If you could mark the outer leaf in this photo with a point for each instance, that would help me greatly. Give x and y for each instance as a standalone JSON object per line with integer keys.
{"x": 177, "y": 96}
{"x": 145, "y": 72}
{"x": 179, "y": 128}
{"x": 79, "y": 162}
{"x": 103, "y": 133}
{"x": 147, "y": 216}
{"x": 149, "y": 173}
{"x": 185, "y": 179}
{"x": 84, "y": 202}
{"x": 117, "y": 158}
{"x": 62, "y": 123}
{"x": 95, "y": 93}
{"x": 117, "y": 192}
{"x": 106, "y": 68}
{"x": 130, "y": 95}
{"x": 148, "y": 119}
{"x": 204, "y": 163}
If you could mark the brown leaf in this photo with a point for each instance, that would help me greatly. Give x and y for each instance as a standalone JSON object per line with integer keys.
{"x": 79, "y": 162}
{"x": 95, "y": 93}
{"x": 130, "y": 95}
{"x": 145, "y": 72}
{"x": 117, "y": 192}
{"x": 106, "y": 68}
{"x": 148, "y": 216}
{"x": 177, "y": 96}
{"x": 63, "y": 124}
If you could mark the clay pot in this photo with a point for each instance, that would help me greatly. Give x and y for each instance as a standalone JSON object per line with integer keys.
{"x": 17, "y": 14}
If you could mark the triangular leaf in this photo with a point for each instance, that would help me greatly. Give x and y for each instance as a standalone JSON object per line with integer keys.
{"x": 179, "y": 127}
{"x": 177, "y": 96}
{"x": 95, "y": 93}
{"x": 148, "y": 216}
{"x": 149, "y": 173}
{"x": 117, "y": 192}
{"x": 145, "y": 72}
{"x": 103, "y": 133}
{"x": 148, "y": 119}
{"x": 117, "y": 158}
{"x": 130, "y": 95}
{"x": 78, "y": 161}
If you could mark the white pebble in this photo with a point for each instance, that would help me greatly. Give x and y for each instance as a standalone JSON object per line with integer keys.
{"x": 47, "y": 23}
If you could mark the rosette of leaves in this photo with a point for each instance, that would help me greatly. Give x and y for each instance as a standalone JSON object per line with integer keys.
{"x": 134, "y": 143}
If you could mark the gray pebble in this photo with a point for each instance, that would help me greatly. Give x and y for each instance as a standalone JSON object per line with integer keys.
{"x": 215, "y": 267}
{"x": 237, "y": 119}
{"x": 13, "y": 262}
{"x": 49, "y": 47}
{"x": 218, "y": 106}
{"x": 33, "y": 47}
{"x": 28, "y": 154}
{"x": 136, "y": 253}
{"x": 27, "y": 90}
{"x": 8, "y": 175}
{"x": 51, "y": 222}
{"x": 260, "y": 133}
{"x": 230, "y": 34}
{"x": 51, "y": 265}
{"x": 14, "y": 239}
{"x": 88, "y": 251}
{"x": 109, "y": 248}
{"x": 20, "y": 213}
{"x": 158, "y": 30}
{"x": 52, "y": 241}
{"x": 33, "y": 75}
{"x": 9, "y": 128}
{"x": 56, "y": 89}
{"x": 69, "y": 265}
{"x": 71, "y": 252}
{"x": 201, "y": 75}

=-=-=-=-=

> _WHAT THE EXERCISE ASKS_: Would you return all of the material exactly as written?

> _TASK ANSWER_:
If you could mark the outer leaf in this photo with a point for each instance, that would help me greatly. Give x and y for each instance as a standalone JSON object per line with integer keys.
{"x": 177, "y": 96}
{"x": 145, "y": 72}
{"x": 179, "y": 128}
{"x": 79, "y": 162}
{"x": 103, "y": 133}
{"x": 147, "y": 216}
{"x": 149, "y": 173}
{"x": 185, "y": 179}
{"x": 84, "y": 202}
{"x": 117, "y": 158}
{"x": 62, "y": 123}
{"x": 95, "y": 93}
{"x": 117, "y": 192}
{"x": 106, "y": 68}
{"x": 130, "y": 95}
{"x": 148, "y": 119}
{"x": 204, "y": 163}
If you could mark the brown leaf in this photo with a point for each instance, that would help me greatly. Give x and y for each instance as a standalone JSON object per line with integer keys.
{"x": 79, "y": 162}
{"x": 95, "y": 93}
{"x": 130, "y": 95}
{"x": 145, "y": 72}
{"x": 117, "y": 192}
{"x": 106, "y": 68}
{"x": 148, "y": 216}
{"x": 177, "y": 96}
{"x": 63, "y": 124}
If you could mark the clay pot in this photo with a point for each instance, that would help me greatly. Give x and y for each instance as a standalone JSON object per line with integer keys.
{"x": 17, "y": 14}
If you could mark the triangular leaf in this photo with a point for each instance, that would help me greatly. Give x and y for each instance as a standalone JSON object per line with integer keys.
{"x": 179, "y": 127}
{"x": 177, "y": 96}
{"x": 95, "y": 93}
{"x": 148, "y": 216}
{"x": 149, "y": 173}
{"x": 117, "y": 192}
{"x": 145, "y": 72}
{"x": 103, "y": 133}
{"x": 148, "y": 119}
{"x": 117, "y": 158}
{"x": 130, "y": 95}
{"x": 78, "y": 161}
If you could mark the white pebble in this photo with a point for each instance, that would help me greatly. Give x and y for each instance as a standalone JSON object per line with integer keys.
{"x": 47, "y": 23}
If you could mark the rosette of leaves in this photo with a point for each instance, that would help me greatly. Give x and y for each instance as a standalone JSON object per line with integer keys.
{"x": 134, "y": 143}
If you could mark the gray pebble in this photo with a point for each instance, that would help me greatly. Give x and y for each instance as a standalone JSON object per line with integer keys.
{"x": 215, "y": 267}
{"x": 237, "y": 119}
{"x": 13, "y": 262}
{"x": 49, "y": 47}
{"x": 218, "y": 106}
{"x": 33, "y": 47}
{"x": 28, "y": 154}
{"x": 136, "y": 253}
{"x": 27, "y": 90}
{"x": 8, "y": 175}
{"x": 51, "y": 222}
{"x": 260, "y": 133}
{"x": 230, "y": 34}
{"x": 51, "y": 265}
{"x": 14, "y": 239}
{"x": 88, "y": 251}
{"x": 109, "y": 248}
{"x": 20, "y": 213}
{"x": 158, "y": 30}
{"x": 52, "y": 241}
{"x": 33, "y": 75}
{"x": 9, "y": 128}
{"x": 56, "y": 89}
{"x": 69, "y": 265}
{"x": 71, "y": 252}
{"x": 201, "y": 75}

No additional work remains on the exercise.